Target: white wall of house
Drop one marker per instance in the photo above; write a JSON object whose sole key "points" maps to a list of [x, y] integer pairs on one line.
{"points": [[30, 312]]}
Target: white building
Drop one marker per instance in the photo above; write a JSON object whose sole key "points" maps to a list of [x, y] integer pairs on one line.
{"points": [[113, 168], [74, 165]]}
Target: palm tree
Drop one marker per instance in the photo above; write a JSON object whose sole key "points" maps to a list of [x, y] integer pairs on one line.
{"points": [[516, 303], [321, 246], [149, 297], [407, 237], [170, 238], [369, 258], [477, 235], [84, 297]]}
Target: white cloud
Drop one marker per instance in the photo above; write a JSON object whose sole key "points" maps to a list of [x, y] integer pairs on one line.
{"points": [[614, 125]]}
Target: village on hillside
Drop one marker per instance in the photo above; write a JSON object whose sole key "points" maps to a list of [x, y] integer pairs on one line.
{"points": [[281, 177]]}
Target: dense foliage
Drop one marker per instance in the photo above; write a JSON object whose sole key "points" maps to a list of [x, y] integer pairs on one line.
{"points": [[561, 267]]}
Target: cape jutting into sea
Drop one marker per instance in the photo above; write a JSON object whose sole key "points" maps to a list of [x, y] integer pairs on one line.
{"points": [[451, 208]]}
——
OBJECTIVE
Write out every entry above as a numbered list, leaving out any blank lines.

EXERCISE OUTPUT
1. Target: white wall of house
2. Drop one marker per instance in the photo above; write a JSON object whose sole key "points" maps to a list of [x, y] integer pairs on one line.
3. {"points": [[30, 312]]}
4. Target: white building
5. Drop one marker per instance in the photo above; write a JSON object whose sole key "points" maps to a list of [x, y] integer pairs on one line.
6. {"points": [[113, 168], [74, 165]]}
7. Target: palm tree
8. Drop one marker per instance in the photo above; write a JSON object whose sole key "points" maps to a list of [x, y] integer pairs on one line.
9. {"points": [[516, 303], [321, 246], [149, 297], [407, 237], [170, 238], [369, 258], [477, 235], [84, 297]]}
10. Target: white cloud
11. Drop one marker per instance in the photo above; write a JSON object whose sole key "points" maps to a list of [x, y] integer pairs on one line.
12. {"points": [[614, 125]]}
13. Target: village on hillside
14. Drop one marker per instance in the photo above; write a JSON object whose sole key "points" maps to a list of [x, y] integer pairs on one line.
15. {"points": [[281, 177]]}
16. Target: dense foliage
17. Drop one marker per instance in the photo above; write a JSON object whose sole key "points" maps to a list of [x, y] integer pairs on one line.
18. {"points": [[561, 267]]}
19. Target: cape jutting into sea
20. Drop one marker per instance in the photo above; write a JSON object whose sole key "points" maps to a list of [x, y] integer pairs on one line.
21. {"points": [[451, 208]]}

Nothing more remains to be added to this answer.